Beginning with the line that holds "on the unopened" and ending with the last line below, repeat each line exactly, leaving any pictures out.

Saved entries
────────────────────────────────────────

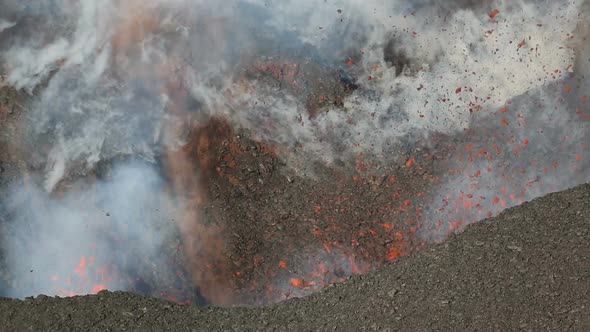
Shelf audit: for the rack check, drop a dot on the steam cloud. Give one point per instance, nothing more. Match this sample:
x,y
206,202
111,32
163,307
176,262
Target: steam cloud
x,y
106,76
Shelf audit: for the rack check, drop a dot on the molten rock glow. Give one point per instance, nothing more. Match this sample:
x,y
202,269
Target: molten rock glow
x,y
499,87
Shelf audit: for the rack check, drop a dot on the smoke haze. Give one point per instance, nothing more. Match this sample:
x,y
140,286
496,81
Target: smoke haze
x,y
112,80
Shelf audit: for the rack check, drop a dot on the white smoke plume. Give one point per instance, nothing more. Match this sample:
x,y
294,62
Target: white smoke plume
x,y
109,76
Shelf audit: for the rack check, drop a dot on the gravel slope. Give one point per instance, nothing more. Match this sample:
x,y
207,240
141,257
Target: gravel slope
x,y
527,270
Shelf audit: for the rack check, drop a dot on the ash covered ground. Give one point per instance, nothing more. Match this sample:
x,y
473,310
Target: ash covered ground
x,y
525,270
234,156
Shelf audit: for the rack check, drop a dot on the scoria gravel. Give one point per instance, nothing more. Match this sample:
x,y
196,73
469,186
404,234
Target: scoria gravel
x,y
527,269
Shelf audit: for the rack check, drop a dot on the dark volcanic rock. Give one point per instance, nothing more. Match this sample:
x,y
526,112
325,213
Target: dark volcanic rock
x,y
524,270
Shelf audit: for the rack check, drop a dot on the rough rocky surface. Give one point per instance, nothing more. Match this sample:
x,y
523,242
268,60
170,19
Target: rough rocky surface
x,y
527,269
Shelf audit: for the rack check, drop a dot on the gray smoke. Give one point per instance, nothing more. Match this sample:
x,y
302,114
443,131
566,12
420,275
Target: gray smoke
x,y
106,78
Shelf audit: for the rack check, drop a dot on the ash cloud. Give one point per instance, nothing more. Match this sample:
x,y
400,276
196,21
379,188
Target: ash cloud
x,y
114,79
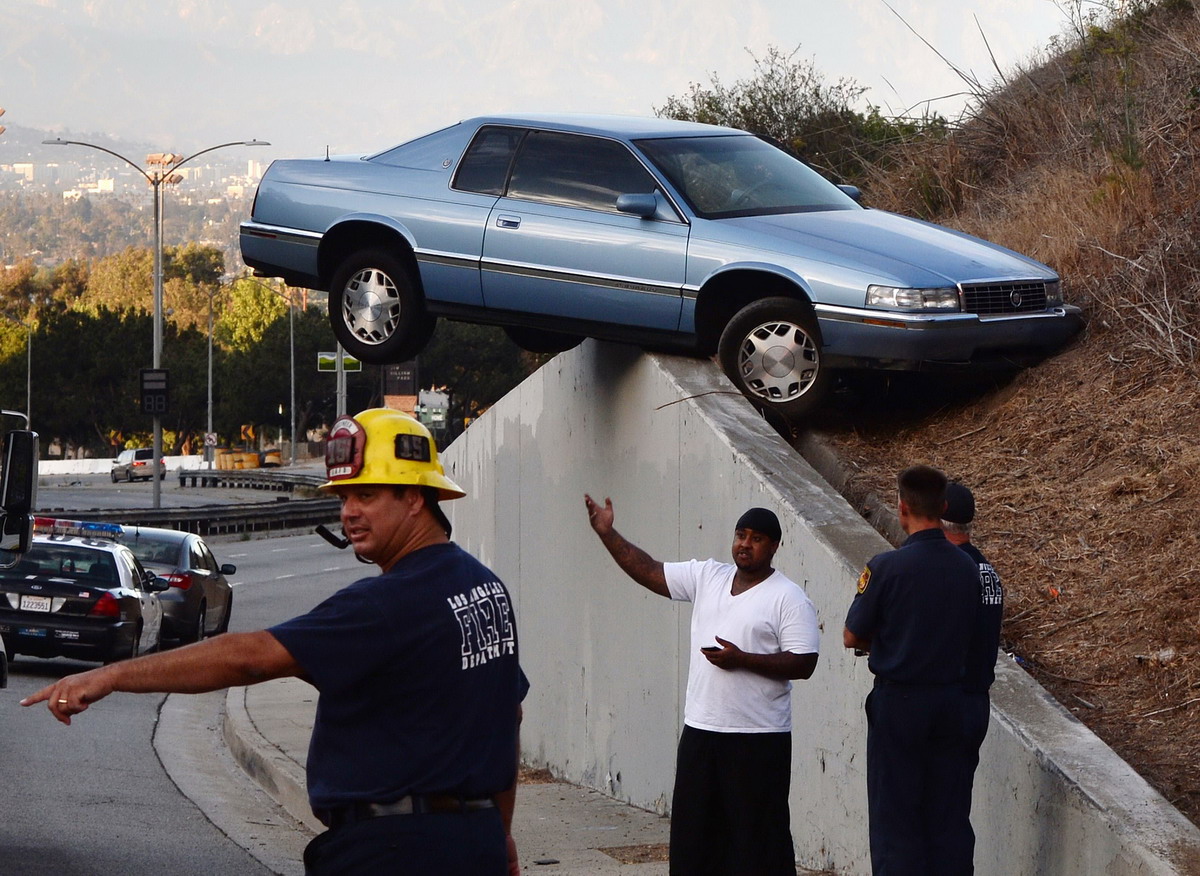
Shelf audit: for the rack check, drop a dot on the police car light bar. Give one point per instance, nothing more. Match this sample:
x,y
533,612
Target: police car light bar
x,y
88,529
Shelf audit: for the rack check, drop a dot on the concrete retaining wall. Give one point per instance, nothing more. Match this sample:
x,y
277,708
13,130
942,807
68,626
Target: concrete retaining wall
x,y
682,455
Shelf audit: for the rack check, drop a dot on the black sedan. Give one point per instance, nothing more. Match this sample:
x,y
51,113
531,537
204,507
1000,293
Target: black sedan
x,y
78,594
201,599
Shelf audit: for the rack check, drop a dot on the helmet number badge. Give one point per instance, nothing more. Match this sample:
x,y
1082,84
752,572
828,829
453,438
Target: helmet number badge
x,y
343,449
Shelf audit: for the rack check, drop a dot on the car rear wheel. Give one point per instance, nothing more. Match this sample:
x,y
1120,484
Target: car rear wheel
x,y
197,631
541,340
769,351
376,311
127,653
225,621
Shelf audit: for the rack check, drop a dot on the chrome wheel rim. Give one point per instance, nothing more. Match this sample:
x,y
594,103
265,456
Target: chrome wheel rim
x,y
778,361
371,306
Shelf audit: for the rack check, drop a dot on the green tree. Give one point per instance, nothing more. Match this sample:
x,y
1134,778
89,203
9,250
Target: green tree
x,y
790,101
475,364
252,307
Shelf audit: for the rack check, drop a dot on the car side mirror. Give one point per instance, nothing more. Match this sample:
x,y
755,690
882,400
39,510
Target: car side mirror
x,y
18,490
645,205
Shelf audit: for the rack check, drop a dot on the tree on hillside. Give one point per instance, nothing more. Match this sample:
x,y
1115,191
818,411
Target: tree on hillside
x,y
791,102
251,309
475,364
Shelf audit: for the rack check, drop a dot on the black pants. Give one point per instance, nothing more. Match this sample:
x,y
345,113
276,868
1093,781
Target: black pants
x,y
445,844
916,756
729,815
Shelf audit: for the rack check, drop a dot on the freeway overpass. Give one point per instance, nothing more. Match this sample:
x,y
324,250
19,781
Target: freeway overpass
x,y
682,455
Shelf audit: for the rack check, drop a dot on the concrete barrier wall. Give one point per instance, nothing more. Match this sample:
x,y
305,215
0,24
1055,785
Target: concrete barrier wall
x,y
682,455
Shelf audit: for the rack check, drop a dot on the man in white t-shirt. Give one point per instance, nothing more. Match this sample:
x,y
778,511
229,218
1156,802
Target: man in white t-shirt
x,y
753,631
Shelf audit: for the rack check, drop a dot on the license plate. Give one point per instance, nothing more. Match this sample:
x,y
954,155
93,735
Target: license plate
x,y
35,603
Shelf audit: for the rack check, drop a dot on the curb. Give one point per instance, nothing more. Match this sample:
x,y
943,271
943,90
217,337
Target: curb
x,y
276,773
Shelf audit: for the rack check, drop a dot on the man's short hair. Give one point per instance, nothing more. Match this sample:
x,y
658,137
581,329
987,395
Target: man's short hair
x,y
923,490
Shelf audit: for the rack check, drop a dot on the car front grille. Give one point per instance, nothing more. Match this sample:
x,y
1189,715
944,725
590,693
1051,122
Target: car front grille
x,y
989,299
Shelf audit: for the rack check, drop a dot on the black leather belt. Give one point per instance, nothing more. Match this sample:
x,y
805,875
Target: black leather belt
x,y
413,804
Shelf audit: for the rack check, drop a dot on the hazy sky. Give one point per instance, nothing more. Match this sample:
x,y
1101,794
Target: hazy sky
x,y
361,75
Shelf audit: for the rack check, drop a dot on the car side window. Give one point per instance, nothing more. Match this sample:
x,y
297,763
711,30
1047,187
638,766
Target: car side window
x,y
197,558
576,171
485,165
132,570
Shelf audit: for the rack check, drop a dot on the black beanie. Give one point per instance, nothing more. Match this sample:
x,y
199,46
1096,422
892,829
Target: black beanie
x,y
761,521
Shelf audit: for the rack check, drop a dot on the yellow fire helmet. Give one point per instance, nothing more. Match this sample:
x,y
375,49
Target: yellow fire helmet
x,y
382,445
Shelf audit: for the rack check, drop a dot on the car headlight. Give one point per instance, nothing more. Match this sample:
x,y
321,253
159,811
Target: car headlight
x,y
903,299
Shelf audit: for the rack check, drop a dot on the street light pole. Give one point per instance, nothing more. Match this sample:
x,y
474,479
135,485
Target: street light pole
x,y
29,365
209,451
292,346
169,162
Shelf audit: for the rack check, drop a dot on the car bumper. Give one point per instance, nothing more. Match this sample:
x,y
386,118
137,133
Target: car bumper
x,y
65,636
282,252
879,339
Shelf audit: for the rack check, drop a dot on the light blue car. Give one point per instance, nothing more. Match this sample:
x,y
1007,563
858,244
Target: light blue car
x,y
654,232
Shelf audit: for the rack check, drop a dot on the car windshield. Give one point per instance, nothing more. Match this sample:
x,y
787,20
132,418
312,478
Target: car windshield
x,y
742,175
95,568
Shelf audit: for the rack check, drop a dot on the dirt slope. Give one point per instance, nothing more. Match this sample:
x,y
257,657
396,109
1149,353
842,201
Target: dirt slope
x,y
1085,472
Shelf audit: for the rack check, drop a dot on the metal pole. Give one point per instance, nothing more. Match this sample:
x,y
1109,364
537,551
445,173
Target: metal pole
x,y
341,383
156,183
292,341
209,451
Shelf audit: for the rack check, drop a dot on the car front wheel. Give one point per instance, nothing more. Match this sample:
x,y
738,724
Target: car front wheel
x,y
197,633
376,312
769,351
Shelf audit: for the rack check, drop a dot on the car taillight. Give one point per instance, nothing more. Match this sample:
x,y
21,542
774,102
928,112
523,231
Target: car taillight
x,y
106,607
180,581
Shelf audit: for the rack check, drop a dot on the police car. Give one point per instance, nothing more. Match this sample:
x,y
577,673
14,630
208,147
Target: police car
x,y
79,593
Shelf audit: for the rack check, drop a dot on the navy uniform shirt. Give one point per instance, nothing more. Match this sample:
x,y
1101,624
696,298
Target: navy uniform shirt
x,y
419,679
982,653
917,606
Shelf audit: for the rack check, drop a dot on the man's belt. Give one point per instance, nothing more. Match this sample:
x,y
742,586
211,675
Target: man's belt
x,y
413,804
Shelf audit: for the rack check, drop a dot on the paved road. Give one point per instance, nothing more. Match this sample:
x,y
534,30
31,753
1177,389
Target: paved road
x,y
60,492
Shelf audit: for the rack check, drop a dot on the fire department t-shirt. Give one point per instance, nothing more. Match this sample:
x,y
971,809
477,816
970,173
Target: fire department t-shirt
x,y
419,682
773,616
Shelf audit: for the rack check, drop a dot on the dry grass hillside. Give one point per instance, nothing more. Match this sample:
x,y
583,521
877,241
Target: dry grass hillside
x,y
1086,468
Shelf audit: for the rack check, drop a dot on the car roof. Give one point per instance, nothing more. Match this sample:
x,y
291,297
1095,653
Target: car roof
x,y
88,544
132,533
627,126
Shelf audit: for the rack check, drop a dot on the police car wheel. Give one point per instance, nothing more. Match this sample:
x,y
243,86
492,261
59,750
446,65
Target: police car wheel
x,y
771,349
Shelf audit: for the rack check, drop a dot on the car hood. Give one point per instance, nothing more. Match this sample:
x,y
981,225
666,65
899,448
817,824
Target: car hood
x,y
895,249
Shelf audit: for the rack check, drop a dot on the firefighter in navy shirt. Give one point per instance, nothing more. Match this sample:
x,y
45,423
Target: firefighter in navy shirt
x,y
981,670
413,757
915,612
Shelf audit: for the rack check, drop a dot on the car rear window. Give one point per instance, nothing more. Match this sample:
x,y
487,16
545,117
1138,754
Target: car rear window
x,y
485,166
575,171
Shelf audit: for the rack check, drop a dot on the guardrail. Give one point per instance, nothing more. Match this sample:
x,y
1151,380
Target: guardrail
x,y
283,514
252,479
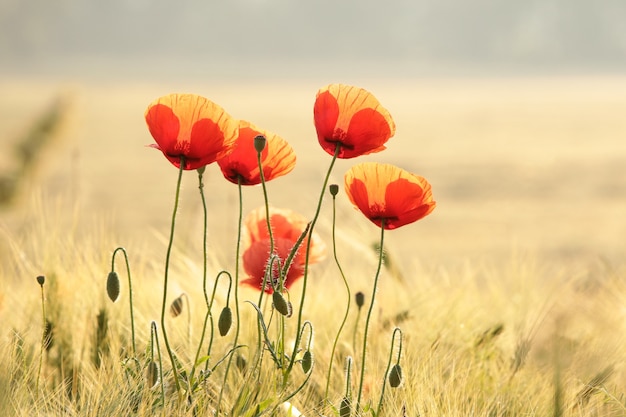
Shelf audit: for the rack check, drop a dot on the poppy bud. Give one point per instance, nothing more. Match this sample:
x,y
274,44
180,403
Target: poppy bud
x,y
113,286
395,376
345,407
259,143
225,321
241,363
177,306
152,374
280,304
359,297
307,361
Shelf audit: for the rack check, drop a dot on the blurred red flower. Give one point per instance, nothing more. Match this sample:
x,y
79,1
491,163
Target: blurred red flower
x,y
191,127
353,118
383,191
287,226
277,158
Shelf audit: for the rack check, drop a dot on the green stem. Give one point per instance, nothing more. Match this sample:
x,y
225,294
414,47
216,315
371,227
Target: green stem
x,y
393,339
130,294
165,278
308,253
43,337
345,317
154,335
230,358
369,313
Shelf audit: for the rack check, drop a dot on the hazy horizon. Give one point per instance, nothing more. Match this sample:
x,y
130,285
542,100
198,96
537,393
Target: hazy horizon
x,y
287,39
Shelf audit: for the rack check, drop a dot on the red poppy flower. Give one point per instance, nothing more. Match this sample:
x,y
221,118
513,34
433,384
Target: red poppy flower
x,y
383,191
353,118
190,127
278,158
287,226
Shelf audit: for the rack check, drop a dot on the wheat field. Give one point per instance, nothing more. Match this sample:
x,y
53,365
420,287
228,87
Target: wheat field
x,y
511,294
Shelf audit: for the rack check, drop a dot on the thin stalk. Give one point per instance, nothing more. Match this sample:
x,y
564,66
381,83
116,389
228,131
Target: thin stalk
x,y
393,339
130,294
166,275
237,327
305,279
369,313
345,317
43,333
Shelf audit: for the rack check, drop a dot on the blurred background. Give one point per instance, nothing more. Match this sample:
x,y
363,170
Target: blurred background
x,y
513,110
296,38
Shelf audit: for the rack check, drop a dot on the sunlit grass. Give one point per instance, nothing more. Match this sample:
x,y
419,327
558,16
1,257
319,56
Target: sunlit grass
x,y
509,339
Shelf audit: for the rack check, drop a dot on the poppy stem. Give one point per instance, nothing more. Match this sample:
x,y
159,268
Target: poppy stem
x,y
236,338
345,281
393,340
369,313
308,254
166,275
130,294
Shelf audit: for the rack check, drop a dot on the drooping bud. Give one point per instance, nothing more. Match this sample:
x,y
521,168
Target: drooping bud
x,y
395,376
280,304
152,374
241,363
345,407
359,297
225,321
113,286
259,143
177,306
307,361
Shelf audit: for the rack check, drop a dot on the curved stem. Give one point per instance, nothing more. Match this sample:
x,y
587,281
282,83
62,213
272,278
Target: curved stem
x,y
130,294
345,317
166,275
44,336
393,339
308,253
237,327
369,313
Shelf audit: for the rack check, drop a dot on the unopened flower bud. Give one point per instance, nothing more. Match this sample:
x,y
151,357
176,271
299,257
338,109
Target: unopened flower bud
x,y
345,407
259,143
307,361
359,297
113,286
280,304
225,321
177,306
152,374
395,376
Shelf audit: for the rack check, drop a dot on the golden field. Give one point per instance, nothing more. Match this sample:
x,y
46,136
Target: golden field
x,y
529,232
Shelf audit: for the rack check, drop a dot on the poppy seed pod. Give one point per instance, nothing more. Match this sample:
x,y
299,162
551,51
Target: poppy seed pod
x,y
177,306
259,143
280,304
345,407
307,361
359,297
225,321
395,376
152,374
113,286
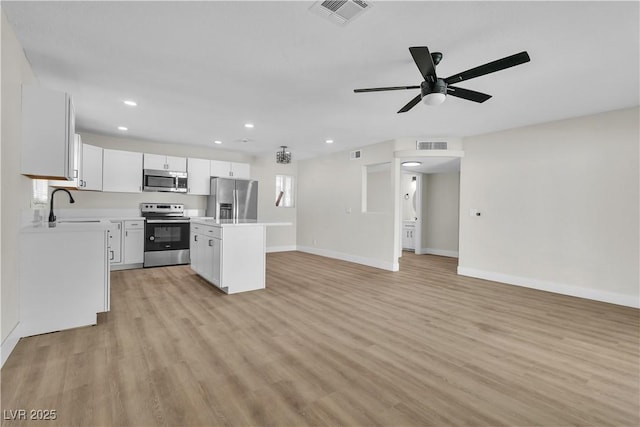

────────────────────────────────────────

**Answer to the exercise:**
Shelf audit: for the rack check, drop a dot on the unopened flower bud. Give one point per instance, nothing more. Match this sample:
x,y
151,357
176,271
299,257
338,109
Target: unopened flower bud
x,y
345,407
259,143
307,361
359,297
113,286
280,304
225,321
177,306
152,374
395,376
Shelf audit: for the rack check, drop a dot on the golden field. Give one point per instance, nothing more. Match this sample:
x,y
46,136
Target: golden field
x,y
529,232
Shelf audit: for the rack check, drop a dot on the poppy seed pod. Give one point per instance, nothing more. Match this sample:
x,y
299,162
551,51
Target: poppy seed pod
x,y
177,306
259,143
280,304
345,407
307,361
359,297
225,321
395,376
152,374
113,286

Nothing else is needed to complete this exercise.